Provide only the number of lines in the records below that include "wall".

*** Block opens ***

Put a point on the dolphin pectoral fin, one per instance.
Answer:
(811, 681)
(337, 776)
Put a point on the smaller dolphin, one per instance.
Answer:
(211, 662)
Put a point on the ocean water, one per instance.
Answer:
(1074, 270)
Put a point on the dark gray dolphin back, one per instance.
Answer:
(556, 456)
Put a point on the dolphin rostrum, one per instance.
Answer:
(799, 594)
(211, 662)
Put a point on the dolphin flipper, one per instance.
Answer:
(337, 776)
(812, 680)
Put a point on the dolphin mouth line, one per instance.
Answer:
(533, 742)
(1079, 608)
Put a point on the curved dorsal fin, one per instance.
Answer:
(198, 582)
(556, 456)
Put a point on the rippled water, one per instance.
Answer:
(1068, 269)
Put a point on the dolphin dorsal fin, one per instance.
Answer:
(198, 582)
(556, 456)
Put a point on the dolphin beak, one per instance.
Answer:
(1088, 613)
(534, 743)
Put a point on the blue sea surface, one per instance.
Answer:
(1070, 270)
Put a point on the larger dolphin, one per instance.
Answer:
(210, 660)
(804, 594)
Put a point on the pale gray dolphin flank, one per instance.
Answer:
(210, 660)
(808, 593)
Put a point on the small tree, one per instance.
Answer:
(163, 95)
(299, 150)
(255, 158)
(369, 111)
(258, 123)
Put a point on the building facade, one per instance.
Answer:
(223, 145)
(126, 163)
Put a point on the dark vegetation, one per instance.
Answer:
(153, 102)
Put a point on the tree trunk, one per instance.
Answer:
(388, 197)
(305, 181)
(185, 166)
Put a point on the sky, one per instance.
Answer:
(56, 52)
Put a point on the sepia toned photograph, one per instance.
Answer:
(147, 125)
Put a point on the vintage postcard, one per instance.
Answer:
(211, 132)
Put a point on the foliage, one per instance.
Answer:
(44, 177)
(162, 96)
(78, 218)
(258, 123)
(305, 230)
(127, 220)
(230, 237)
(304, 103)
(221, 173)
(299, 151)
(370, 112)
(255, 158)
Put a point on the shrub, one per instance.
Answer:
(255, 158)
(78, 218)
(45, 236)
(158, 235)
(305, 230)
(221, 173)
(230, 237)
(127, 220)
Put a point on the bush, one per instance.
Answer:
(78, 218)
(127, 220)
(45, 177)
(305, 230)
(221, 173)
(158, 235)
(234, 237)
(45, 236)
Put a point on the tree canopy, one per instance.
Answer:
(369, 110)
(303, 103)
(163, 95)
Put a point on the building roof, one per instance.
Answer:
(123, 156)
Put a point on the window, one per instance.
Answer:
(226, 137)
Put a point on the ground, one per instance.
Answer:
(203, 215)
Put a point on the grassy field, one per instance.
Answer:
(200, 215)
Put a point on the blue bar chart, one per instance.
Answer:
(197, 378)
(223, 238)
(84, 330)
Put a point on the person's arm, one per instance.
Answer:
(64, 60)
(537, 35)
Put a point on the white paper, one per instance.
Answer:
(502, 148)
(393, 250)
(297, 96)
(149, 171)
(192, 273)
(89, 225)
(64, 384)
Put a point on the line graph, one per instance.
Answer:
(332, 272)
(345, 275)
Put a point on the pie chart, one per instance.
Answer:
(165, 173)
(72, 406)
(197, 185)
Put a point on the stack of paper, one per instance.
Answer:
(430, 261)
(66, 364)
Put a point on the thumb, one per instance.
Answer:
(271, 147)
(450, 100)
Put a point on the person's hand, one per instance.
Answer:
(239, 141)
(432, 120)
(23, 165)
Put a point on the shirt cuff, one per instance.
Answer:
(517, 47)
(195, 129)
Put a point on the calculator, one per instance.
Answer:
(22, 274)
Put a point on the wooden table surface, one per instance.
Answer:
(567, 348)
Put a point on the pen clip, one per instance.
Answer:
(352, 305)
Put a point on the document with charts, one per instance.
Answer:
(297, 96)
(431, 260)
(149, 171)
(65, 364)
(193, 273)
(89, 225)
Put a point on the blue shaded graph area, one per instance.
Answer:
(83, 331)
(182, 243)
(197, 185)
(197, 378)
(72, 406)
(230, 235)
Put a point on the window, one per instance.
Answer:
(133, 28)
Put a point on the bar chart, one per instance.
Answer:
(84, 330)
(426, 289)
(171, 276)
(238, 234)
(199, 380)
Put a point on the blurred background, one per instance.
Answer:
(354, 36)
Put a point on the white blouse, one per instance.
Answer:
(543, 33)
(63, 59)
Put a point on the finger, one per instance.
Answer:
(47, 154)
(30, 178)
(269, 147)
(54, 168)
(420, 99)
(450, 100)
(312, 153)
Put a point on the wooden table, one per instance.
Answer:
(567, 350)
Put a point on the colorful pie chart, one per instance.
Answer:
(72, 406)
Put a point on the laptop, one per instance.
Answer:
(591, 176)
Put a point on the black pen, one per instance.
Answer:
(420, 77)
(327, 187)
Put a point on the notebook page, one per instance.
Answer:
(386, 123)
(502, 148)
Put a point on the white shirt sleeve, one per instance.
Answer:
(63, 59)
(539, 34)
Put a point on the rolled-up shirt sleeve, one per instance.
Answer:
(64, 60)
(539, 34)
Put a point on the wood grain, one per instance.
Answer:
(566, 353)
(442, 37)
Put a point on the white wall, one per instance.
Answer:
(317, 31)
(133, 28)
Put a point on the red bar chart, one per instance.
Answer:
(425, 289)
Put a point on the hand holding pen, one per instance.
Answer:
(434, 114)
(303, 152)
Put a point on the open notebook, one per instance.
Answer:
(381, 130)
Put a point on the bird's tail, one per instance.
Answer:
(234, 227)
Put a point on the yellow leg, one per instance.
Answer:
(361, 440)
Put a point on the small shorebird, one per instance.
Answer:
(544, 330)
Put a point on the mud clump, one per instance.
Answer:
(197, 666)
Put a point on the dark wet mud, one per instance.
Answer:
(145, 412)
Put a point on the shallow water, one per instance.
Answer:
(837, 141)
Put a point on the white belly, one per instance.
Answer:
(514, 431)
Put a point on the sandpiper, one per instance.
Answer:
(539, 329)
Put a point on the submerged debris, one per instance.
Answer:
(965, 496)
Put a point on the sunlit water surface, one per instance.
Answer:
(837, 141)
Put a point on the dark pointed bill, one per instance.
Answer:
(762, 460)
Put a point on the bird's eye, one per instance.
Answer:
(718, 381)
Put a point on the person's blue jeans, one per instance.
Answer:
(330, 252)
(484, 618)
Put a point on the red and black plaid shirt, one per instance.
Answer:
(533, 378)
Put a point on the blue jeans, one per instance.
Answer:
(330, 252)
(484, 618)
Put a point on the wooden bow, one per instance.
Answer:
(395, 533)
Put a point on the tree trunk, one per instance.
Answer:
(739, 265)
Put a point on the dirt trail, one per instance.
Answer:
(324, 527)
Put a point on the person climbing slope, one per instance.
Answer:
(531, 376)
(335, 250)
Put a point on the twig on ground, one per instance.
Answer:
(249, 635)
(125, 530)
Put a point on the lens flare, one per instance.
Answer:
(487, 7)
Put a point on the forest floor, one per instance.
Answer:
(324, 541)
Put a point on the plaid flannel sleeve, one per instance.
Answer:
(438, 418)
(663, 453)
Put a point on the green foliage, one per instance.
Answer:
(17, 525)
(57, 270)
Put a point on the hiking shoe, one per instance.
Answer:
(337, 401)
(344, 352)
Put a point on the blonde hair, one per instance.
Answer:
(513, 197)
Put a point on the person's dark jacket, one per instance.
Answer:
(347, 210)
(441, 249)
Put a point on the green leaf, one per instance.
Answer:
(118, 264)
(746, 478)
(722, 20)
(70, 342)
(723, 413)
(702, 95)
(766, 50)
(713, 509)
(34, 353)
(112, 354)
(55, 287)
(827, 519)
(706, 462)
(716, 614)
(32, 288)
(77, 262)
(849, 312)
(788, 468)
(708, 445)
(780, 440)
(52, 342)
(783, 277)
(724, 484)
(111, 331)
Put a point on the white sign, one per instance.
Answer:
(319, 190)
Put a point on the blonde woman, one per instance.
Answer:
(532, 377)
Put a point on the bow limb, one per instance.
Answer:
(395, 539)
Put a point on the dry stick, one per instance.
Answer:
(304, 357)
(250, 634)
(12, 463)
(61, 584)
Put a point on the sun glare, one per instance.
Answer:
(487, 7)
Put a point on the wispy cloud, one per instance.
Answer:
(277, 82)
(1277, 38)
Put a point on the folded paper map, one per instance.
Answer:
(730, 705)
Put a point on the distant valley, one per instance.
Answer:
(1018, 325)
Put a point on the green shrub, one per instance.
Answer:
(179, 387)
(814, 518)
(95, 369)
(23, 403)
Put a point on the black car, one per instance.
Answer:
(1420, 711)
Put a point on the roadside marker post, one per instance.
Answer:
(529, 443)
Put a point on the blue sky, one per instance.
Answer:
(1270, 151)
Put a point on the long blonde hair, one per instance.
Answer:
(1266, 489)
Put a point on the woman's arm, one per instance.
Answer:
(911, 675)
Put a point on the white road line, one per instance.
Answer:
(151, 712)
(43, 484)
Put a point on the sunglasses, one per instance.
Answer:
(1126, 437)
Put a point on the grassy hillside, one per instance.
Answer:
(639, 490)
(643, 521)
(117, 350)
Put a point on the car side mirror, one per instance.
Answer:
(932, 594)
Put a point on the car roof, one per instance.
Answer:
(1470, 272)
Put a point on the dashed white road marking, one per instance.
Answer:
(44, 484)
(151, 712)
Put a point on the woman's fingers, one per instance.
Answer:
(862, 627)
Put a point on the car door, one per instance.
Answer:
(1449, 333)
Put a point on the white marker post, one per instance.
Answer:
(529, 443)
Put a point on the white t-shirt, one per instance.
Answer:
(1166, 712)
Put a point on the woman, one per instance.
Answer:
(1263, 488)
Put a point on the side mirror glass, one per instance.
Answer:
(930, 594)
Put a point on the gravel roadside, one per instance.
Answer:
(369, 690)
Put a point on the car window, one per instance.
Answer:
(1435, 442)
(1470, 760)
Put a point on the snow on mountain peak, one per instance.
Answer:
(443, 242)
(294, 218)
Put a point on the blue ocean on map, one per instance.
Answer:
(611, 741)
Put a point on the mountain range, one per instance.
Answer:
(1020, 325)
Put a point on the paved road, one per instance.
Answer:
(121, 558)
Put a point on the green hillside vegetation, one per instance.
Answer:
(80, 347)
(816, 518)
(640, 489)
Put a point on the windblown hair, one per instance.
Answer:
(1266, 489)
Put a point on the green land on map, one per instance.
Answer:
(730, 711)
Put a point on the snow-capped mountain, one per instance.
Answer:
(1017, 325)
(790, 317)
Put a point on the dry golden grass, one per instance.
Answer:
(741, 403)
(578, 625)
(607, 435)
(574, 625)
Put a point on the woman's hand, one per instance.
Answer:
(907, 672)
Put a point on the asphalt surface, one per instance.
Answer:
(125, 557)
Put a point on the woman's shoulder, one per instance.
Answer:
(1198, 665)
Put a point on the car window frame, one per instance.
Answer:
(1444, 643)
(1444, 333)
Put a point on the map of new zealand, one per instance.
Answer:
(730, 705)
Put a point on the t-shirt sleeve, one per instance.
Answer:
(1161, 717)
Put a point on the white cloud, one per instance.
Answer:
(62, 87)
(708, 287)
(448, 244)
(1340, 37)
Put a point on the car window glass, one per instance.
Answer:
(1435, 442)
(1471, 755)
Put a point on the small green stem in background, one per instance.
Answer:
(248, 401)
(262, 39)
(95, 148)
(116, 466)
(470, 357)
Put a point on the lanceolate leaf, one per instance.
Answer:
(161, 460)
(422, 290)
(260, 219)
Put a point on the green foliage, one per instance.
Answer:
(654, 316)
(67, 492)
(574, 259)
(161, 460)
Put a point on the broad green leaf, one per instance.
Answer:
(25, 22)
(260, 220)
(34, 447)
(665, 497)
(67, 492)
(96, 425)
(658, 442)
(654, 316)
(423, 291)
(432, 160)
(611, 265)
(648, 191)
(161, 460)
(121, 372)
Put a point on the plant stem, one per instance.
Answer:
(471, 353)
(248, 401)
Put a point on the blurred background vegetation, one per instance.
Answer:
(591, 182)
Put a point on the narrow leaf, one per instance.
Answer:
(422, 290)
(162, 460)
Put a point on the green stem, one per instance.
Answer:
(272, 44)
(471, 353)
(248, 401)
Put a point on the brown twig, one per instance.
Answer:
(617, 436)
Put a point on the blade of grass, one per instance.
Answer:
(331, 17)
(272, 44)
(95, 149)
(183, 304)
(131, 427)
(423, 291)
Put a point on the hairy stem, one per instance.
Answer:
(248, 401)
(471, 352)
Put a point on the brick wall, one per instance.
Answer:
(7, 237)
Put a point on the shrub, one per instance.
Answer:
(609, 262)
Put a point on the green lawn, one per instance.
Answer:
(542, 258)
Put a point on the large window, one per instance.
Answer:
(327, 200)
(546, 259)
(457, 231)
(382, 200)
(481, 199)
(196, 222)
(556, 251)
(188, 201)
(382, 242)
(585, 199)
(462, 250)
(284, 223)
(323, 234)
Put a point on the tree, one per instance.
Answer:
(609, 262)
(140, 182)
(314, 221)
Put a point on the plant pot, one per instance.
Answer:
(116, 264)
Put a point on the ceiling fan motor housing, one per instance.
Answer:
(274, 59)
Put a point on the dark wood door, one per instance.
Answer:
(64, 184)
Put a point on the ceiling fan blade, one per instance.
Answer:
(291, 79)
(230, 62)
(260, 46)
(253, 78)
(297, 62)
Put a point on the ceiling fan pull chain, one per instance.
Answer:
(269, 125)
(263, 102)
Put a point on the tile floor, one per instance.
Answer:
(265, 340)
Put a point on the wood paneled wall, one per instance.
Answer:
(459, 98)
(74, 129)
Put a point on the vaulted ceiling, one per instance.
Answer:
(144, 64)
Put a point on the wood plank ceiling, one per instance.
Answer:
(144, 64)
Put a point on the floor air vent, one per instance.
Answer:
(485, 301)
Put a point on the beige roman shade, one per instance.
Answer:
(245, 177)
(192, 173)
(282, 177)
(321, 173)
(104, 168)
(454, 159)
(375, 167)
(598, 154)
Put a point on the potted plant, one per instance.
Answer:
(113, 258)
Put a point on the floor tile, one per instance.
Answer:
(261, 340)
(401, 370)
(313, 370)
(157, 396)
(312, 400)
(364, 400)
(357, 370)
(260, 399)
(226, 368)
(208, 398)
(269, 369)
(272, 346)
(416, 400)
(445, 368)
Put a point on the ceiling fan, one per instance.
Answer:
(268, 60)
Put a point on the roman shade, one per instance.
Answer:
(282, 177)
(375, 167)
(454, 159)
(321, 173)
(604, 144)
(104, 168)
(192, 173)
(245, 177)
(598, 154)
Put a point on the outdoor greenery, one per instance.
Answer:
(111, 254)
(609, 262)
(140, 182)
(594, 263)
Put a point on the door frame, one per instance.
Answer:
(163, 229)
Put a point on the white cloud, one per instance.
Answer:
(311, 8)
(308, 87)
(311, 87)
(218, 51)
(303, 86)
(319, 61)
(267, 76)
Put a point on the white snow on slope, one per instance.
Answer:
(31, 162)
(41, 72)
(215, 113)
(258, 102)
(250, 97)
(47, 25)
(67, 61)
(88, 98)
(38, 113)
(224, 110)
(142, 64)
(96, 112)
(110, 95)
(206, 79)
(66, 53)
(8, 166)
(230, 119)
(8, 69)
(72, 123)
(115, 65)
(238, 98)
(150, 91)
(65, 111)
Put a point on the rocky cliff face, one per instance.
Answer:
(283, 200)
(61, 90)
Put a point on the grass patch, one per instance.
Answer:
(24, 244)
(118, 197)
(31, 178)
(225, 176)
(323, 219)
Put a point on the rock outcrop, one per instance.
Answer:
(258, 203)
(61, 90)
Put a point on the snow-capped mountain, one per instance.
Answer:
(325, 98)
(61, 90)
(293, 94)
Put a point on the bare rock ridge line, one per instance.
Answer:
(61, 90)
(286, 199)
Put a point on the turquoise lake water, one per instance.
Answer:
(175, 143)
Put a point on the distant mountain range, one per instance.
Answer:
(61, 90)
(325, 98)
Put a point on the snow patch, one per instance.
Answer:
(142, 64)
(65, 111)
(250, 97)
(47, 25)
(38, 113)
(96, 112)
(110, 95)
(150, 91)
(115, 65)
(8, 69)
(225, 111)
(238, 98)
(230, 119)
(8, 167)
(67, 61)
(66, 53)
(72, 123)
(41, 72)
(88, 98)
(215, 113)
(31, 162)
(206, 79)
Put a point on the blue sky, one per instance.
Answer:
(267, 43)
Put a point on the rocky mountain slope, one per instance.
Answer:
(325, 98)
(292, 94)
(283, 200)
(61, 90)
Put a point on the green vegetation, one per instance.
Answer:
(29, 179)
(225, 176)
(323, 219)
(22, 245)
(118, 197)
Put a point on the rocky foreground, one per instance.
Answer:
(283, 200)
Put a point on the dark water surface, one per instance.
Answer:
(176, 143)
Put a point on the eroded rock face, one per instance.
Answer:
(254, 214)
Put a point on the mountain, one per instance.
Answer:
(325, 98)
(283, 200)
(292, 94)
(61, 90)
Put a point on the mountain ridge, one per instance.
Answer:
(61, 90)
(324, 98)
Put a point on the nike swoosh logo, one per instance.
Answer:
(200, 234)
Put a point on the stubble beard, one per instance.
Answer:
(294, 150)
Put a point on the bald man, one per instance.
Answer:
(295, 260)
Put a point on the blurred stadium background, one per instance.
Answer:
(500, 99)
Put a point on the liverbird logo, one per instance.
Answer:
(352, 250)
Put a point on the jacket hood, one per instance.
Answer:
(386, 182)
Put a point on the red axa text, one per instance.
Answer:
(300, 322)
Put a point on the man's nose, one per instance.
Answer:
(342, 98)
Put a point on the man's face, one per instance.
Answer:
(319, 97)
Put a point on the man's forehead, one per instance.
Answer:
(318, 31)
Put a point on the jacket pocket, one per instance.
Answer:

*** Block closes ***

▶ _Answer box_
3